» Task requirements: Repeat the listing below exactly as given.

----

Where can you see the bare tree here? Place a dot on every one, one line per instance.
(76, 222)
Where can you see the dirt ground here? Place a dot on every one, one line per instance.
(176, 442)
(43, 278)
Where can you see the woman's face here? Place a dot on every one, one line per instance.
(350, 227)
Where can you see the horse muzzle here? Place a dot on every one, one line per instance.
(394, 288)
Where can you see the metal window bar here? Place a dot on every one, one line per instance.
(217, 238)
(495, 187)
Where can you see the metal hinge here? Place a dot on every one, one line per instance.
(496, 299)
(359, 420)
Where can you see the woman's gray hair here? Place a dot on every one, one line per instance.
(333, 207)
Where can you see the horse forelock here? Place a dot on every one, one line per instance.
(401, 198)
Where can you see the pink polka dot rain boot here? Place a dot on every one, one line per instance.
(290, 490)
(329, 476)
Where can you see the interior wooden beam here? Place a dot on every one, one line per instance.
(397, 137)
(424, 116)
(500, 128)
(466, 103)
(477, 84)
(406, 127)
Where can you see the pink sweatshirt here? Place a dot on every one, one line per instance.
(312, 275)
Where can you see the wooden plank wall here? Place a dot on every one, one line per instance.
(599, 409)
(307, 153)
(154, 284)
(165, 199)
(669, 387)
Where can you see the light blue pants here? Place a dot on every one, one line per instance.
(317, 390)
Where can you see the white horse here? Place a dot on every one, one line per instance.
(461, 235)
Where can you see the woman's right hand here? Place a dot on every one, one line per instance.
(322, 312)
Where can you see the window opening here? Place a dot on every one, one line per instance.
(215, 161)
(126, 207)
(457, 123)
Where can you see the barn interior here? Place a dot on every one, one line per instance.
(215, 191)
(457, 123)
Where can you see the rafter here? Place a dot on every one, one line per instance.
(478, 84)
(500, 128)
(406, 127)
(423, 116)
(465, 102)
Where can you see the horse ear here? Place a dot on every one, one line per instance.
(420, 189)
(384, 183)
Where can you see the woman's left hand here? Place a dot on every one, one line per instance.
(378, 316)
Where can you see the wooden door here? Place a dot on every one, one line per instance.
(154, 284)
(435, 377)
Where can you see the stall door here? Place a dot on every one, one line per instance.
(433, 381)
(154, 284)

----

» Response area:
Where can you see the bare tree here? Place a dot on every one, one line per instance.
(76, 222)
Where can you see the dirt ground here? Place a dot on every one, one line per instance.
(176, 442)
(43, 278)
Where can you see the woman's face here? Place a dot on every one, one line per instance.
(350, 227)
Where can you see the horse muzzle here? Place a dot on every one, one line per instance.
(394, 288)
Where can you see the metal window bar here? Place a dot on every one, one line per instance.
(217, 238)
(495, 187)
Where can you see the metal hinge here? Place a dot on every one, one line per instance.
(496, 299)
(359, 420)
Where can you see the woman's gray hair here? Place a dot on every one, one line per instance.
(333, 207)
Where can you see the horse forelock here? Place a dot on every one, one line per instance.
(401, 198)
Where can you see the pink polka dot rain boot here? Place a dot on every one, one line per instance.
(290, 490)
(329, 476)
Where can you see the interior wooden beam here? Place a dot on every one, one line per instance.
(397, 137)
(424, 116)
(500, 128)
(466, 103)
(477, 84)
(406, 127)
Where can you see the pink sweatshirt here? Place a dot on every one, one line per instance.
(312, 275)
Where can you see the wooden plank wall here? Place a dot on every one, one line per instance.
(599, 409)
(307, 153)
(154, 284)
(165, 199)
(669, 387)
Where can you see the light blue pants here? Place a dot on every one, one line per instance.
(317, 390)
Where can you see the white horse here? Place a dot on every one, one line per instance.
(461, 235)
Where can you see the woman's right hand here? Place a dot on every one, one line per instance.
(322, 312)
Where can you see the window opening here? Place a dot on every one, one line per instance.
(215, 161)
(126, 207)
(457, 123)
Where can you see the barn interior here? Place a dot on every one, one line per instance.
(215, 191)
(457, 123)
Where can you see the rafter here? Place a dot on every one, one line per instance.
(478, 84)
(500, 128)
(406, 127)
(423, 116)
(465, 102)
Where can you see the horse ear here? Place a dot on every one, one line per instance.
(420, 189)
(384, 183)
Where can you see the woman's left hand here? Place a dot on every one, one line per instance.
(378, 316)
Where can you see the wooden door here? Place a dot on every one, one line per instance.
(154, 284)
(435, 377)
Where can you see the stall door here? Place a dot on every one, one line per instance.
(433, 381)
(154, 284)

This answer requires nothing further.